##### Records for this exercise
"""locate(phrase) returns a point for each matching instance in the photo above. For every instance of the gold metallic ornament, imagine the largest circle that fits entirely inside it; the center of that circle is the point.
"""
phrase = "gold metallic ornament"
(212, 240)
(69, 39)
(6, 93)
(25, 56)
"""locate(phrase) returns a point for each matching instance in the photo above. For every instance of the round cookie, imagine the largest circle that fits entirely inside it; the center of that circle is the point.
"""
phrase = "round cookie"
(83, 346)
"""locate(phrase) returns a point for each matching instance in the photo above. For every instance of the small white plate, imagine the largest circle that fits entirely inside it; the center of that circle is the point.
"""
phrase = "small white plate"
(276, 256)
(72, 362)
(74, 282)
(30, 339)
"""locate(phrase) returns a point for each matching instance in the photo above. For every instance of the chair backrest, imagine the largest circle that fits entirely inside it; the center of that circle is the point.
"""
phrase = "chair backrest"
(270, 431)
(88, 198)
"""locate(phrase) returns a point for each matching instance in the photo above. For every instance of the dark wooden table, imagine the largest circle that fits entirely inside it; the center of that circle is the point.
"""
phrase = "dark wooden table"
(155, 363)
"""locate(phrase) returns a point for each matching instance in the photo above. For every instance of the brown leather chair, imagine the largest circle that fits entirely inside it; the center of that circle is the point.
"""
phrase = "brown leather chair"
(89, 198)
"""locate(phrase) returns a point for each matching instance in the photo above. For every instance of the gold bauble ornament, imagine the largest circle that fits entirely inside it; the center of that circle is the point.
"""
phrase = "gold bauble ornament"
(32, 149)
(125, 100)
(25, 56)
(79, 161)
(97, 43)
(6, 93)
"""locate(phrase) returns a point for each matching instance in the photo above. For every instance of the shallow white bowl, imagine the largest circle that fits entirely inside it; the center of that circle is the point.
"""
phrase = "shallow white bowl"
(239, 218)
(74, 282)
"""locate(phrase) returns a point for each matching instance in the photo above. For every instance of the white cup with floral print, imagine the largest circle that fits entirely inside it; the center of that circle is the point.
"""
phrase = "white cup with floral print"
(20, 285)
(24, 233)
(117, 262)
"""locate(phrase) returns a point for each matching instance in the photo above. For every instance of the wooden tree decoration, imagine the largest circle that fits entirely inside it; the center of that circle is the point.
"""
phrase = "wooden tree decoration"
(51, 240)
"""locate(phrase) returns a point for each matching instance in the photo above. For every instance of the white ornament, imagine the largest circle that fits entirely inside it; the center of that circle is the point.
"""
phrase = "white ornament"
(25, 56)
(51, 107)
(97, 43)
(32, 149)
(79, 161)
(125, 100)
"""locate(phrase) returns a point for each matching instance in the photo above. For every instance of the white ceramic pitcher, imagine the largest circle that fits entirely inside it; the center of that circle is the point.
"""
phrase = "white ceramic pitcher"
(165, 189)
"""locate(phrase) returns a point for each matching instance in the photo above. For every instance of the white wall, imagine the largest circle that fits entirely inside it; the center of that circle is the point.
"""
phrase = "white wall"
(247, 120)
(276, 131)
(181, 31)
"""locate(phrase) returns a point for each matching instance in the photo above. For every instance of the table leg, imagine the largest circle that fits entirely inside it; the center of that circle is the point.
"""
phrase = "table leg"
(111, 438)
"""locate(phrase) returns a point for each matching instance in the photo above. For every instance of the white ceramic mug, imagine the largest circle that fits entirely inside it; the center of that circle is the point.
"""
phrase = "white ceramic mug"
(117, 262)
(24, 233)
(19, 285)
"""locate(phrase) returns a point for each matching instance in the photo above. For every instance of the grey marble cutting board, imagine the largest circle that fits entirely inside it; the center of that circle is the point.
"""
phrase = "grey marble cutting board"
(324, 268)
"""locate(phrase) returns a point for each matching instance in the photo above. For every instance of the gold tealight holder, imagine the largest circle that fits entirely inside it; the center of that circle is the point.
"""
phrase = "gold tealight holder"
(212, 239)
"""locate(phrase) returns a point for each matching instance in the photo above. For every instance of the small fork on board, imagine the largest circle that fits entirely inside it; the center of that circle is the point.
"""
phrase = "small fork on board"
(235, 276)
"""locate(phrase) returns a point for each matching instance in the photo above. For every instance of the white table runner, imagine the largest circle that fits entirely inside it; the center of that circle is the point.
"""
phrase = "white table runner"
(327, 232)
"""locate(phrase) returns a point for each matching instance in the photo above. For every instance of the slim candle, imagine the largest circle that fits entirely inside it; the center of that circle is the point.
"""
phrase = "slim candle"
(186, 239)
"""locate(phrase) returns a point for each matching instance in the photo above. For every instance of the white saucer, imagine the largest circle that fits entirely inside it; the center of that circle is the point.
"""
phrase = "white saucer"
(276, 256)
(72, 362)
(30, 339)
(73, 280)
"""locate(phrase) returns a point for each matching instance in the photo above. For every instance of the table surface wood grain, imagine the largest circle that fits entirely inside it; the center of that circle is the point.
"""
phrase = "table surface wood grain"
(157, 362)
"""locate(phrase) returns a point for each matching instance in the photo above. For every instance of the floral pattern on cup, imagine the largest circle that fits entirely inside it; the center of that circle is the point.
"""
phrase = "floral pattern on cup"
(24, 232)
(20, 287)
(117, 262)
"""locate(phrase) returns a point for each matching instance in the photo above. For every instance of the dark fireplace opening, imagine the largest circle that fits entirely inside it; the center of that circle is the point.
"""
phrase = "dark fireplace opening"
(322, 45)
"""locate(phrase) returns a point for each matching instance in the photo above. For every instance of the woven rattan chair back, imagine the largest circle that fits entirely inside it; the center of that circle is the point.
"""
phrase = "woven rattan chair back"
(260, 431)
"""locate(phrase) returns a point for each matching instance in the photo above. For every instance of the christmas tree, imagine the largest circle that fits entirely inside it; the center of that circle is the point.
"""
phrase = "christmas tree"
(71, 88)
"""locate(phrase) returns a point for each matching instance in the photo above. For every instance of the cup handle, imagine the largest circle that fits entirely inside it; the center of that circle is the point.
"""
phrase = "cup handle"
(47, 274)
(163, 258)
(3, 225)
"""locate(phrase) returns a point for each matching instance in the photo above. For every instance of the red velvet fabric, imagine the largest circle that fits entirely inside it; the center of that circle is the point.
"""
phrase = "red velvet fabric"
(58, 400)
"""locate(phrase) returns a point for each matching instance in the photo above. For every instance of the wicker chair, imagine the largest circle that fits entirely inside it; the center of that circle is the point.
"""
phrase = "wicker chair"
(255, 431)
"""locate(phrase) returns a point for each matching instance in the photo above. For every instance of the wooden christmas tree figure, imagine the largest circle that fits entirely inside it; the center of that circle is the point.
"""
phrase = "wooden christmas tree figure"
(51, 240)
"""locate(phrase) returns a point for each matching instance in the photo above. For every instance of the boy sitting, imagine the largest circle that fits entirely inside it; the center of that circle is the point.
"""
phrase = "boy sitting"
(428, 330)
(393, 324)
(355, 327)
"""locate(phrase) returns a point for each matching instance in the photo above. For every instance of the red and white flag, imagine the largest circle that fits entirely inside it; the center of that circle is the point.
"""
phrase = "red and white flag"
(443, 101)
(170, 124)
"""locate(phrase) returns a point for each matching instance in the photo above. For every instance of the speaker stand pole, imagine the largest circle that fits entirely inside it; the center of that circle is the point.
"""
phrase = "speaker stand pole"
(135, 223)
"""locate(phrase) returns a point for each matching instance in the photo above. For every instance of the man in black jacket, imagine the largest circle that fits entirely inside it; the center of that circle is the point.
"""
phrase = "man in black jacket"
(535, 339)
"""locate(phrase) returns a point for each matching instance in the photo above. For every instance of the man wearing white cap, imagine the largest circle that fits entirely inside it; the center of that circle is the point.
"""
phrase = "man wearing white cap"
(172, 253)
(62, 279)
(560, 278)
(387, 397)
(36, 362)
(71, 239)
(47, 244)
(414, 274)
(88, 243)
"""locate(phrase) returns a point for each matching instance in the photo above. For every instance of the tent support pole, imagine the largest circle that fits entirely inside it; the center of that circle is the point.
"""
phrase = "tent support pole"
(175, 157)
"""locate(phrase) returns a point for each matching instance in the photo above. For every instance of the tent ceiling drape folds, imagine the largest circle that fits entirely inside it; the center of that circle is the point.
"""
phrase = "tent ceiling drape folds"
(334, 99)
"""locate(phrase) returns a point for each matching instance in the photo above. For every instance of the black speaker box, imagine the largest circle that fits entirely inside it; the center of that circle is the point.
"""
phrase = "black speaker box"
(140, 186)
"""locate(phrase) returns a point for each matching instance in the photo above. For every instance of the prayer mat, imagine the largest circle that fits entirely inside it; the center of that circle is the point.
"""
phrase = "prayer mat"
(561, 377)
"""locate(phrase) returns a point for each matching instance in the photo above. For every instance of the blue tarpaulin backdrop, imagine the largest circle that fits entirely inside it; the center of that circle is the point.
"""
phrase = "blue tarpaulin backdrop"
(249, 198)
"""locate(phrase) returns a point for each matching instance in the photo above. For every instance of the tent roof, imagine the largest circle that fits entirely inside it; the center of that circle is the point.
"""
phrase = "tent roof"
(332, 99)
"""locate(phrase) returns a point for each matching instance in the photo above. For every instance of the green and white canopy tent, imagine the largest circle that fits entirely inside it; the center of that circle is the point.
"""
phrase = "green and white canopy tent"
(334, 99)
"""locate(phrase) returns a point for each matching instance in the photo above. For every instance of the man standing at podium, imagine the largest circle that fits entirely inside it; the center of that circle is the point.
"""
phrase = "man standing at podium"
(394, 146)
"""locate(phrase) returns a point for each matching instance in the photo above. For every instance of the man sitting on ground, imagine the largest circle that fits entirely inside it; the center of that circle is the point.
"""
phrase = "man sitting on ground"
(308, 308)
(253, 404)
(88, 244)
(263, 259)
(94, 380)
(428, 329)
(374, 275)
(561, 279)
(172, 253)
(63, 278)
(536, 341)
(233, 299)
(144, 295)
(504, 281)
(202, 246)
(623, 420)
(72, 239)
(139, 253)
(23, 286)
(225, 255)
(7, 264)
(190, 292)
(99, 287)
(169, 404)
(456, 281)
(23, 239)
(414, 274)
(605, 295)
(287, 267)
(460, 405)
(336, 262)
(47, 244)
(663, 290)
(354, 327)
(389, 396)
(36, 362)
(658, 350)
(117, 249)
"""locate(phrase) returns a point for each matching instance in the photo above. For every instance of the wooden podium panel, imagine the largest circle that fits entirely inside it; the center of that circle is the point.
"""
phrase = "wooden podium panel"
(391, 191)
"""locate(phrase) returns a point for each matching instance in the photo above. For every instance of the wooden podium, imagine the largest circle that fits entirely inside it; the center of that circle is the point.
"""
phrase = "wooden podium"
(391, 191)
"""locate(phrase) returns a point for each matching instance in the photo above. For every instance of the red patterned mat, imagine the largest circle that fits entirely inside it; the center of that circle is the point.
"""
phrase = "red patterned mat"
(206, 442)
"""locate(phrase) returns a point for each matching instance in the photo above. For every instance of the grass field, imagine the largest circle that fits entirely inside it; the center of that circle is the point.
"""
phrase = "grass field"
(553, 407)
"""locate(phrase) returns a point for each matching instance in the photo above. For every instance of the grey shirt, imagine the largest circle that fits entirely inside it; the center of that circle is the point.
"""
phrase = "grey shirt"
##########
= Problem statement =
Copy, from the data above, every line where the word "shirt" appears.

= Answer box =
"""locate(phrase) returns a point for each matching instance in the photo above. For every instance of the grey shirt, imagine the largest circle that fits entirely inside it; the center of that circle is the point.
phrase = "grey shirt"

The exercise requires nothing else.